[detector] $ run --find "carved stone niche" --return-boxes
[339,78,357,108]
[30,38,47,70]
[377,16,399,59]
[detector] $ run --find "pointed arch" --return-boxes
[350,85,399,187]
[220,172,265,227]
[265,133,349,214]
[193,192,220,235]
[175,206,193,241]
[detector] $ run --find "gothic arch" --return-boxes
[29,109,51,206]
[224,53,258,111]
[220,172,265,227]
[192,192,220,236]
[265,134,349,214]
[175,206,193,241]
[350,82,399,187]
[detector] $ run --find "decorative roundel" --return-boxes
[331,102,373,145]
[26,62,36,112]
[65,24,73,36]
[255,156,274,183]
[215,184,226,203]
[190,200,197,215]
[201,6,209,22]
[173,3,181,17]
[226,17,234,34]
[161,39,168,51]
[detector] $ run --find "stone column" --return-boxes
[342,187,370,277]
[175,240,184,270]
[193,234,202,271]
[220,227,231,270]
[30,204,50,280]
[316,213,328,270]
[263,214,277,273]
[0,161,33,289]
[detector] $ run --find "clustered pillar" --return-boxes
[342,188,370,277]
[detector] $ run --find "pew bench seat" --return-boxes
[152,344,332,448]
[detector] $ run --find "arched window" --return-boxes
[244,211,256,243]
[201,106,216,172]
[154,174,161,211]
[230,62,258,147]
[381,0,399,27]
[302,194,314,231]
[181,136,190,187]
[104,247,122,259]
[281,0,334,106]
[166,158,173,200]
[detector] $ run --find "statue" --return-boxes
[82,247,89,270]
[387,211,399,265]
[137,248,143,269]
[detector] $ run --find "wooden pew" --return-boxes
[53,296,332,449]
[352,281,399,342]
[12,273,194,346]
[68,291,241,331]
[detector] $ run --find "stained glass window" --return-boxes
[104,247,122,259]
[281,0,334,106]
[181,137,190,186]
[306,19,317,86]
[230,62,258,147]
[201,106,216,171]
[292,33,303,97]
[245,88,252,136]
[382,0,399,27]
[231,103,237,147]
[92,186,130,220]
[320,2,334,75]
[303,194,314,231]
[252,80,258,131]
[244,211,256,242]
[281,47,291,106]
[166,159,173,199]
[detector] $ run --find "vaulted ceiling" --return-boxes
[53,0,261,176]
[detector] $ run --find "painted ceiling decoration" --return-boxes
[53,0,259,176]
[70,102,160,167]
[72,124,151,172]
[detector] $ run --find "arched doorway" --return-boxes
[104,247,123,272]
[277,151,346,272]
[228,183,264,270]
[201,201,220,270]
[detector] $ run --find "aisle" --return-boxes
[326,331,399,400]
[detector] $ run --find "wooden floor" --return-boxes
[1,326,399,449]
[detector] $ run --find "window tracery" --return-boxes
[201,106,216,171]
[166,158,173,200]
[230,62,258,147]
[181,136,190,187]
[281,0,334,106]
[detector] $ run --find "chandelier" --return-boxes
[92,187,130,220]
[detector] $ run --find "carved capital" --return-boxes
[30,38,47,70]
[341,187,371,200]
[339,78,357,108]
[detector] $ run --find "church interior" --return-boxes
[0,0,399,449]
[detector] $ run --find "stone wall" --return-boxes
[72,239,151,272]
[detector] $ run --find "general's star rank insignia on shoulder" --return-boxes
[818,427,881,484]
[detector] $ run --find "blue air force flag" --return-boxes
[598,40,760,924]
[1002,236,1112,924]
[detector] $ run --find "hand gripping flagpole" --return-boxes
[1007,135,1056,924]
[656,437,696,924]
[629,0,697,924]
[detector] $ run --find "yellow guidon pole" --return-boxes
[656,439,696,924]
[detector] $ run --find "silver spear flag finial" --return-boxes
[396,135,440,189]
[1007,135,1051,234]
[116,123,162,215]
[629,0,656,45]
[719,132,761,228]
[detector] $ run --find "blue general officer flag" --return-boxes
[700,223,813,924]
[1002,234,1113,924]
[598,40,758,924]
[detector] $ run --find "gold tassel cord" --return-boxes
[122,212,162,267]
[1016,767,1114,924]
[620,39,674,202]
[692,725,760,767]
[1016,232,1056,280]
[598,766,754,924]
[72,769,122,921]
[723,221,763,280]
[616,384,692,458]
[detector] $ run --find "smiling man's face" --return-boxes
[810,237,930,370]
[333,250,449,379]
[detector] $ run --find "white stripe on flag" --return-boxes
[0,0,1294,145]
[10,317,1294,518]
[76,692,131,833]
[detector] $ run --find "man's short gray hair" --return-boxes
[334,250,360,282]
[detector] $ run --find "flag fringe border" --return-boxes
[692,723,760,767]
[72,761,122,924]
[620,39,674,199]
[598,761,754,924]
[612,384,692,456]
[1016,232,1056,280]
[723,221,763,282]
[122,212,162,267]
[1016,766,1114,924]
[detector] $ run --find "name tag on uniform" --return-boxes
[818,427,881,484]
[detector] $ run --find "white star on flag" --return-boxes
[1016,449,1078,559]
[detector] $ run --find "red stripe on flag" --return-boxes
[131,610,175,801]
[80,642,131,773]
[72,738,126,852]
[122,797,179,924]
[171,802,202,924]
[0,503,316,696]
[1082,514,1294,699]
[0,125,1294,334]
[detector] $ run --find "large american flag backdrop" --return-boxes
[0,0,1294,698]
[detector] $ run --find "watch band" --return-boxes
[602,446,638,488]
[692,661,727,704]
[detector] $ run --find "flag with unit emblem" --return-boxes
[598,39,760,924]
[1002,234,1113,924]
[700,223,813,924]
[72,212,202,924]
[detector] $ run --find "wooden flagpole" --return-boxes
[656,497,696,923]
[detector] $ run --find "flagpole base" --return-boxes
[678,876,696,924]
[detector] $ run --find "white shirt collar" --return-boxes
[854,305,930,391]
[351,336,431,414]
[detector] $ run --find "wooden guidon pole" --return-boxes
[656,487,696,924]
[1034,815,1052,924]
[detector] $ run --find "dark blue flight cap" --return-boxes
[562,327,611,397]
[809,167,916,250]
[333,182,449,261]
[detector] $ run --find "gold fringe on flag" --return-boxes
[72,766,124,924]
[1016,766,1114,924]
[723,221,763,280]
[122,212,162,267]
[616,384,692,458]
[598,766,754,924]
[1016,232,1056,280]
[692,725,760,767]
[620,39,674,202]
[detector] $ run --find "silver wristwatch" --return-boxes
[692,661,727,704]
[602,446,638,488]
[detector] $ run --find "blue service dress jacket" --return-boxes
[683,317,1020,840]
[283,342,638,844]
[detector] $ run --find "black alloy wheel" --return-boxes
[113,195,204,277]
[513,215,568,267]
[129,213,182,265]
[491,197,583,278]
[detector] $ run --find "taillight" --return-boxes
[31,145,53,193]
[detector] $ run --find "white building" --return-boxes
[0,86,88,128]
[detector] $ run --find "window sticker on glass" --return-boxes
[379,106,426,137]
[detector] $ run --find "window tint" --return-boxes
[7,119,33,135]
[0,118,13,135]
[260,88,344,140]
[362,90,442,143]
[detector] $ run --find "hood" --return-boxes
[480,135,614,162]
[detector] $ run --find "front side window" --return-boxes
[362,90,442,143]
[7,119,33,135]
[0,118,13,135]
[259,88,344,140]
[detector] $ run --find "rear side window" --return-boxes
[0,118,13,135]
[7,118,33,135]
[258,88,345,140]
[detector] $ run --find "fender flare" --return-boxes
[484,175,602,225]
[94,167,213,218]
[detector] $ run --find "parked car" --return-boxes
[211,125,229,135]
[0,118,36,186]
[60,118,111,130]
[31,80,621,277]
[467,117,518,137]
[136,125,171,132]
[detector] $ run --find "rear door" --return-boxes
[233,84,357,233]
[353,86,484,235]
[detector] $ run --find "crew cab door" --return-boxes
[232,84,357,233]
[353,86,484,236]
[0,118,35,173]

.....

WHAT YOU HAVE TO DO:
Transcribe the material verbatim, from its first line down through the line containing "[152,344,332,448]", with both ends included.

RESULT BELOW:
[detector] $ run --find "carved stone niche" --return-boxes
[339,78,357,108]
[30,38,47,70]
[377,16,399,59]
[detector] $ run --find "pointed arch" --return-boxes
[350,85,399,187]
[220,172,265,227]
[265,133,349,214]
[193,192,220,235]
[175,206,193,241]
[detector] $ run --find "gothic arch" --return-boxes
[29,109,51,206]
[224,53,258,111]
[220,172,265,227]
[192,192,220,236]
[265,134,349,214]
[175,206,193,241]
[350,82,399,187]
[detector] $ run --find "decorative roundel" --return-boxes
[331,102,373,145]
[26,62,36,112]
[65,24,73,36]
[255,156,274,183]
[215,184,226,203]
[190,200,197,215]
[201,6,209,22]
[173,3,181,17]
[226,17,234,34]
[161,39,168,51]
[detector] $ run --find "stone column" --return-boxes
[342,187,370,277]
[175,240,184,270]
[193,234,202,271]
[220,227,231,270]
[30,204,50,280]
[316,213,328,270]
[263,214,277,273]
[0,161,33,289]
[detector] $ run --find "clustered pillar" --return-boxes
[342,188,370,277]
[detector] $ run --find "pew bench seat" --return-boxes
[152,344,332,448]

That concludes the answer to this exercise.